# Site General > General Herp >  Florida: American Alligator Vs. Burmese Python?

## TimmyG

:Snake:  This is about the hottest topic the herp community is faced with since legislation to remove all non-native species from the United States, and while we all feel as though this will endager our rights to keep exotic animals as pets there is one ecological question that has yet to be discussed.

Without human intervention which species will own the everglades in 10 years? And by how great a margin? 

I'm suspecting that if the number of Burmese in the evergades is true (100,000 animals) then in 10 years Burmese will outnumber Alligators 3:2. However, because I know that both the Burmese Python and the American Alligator are threatend species to varying degrees (BP = Near Threatened; AA = Least Concern) I will suspect that without human interference the Alligators will outnumber Burmese in the Evergales by a close 1:1.

_ACTIONS TO TAKE_:
1: Return the passage of the forum post about alligators and pythons from "I'm suspecting that" up to and including "a close 1:1.", copied word for word.
2: Answer these questions about the forum post on alligators and pythons:
(a) What number of Burmese pythons in the Everglades does the post mention?
(b) What conservation status does the post assign to the American Alligator?
(c) How many years into the future does the post's question about the Everglades look?
3: Write the next part of the forum post about alligators and pythons in the Everglades, starting after its last sentence.

_RECORDS SUPPLIED_:
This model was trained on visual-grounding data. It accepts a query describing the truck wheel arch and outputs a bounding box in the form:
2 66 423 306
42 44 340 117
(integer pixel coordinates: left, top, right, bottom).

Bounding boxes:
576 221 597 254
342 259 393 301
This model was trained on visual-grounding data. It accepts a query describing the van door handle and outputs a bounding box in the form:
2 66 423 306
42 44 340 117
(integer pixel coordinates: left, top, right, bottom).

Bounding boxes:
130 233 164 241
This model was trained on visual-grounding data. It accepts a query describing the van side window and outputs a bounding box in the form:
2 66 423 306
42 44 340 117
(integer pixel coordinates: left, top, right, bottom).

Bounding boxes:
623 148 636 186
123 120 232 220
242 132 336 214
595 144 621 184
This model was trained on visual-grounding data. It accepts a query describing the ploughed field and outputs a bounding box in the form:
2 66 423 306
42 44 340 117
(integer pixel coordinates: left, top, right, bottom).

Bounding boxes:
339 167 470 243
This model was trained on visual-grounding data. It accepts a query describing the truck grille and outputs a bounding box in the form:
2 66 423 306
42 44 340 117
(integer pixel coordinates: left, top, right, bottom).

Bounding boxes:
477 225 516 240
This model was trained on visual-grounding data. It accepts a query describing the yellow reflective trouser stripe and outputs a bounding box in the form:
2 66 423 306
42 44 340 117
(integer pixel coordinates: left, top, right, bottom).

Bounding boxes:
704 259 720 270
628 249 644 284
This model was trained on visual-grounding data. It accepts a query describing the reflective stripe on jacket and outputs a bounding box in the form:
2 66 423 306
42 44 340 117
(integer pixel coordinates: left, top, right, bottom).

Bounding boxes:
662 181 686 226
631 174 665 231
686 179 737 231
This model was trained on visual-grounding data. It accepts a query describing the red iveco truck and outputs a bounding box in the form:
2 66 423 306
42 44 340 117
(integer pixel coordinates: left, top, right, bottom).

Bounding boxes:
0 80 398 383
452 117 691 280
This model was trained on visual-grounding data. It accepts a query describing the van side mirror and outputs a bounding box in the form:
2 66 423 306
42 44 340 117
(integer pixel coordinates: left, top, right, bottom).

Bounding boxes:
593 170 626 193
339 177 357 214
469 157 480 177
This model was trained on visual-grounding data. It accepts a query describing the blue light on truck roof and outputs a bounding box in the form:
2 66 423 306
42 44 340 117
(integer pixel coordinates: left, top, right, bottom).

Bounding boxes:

_EXPECTED OUTPUTS_:
1:
I'm suspecting that if the number of Burmese in the evergades is true (100,000 animals) then in 10 years Burmese will outnumber Alligators 3:2. However, because I know that both the Burmese Python and the American Alligator are threatend species to varying degrees (BP = Near Threatened; AA = Least Concern) I will suspect that without human interference the Alligators will outnumber Burmese in the Evergales by a close 1:1.

2:
(a) 100,000 animals
(b) Least Concern
(c) 10 years

3:
----------


## Paradox

I voted Burmese python,  if you have seen that picture of the burm that exploded after eating a alligator, you know why,  not to mention, alligators have lived there for centuries, and they havnt taken over yet, but the burms are a HUGE impact after a few years.  :Sad:

----------


## redpython

i have strong feeling that the infamous photo of the exploded burm was totally sensationalized by the media.

i highly doubt the burmese python exploded because of that gator.  i think some people didn't realize that the head of that burmese python was missing as well...in addition to that big puncture wound where the gator was hanging out of.  did that missing head just blow up too?

i think another big ol gator came along and chomped down on that snake.

man will rule the everglades in ten years more so than he does now.

----------

_dc4teg_ (08-05-2009)

----------


## gp_dragsandballs

I think the alligator will dominate over the python.

Think about how easy it is to catch one your snakes off guard. Snakes are ambush hunters and don't excel much in any other strategies so they are more vulnerable in my opinion.

----------


## mainbutter

alligators 4tw. sry.

----------


## dc4teg

> i have strong feeling that the infamous photo of the exploded burm was totally sensationalized by the media.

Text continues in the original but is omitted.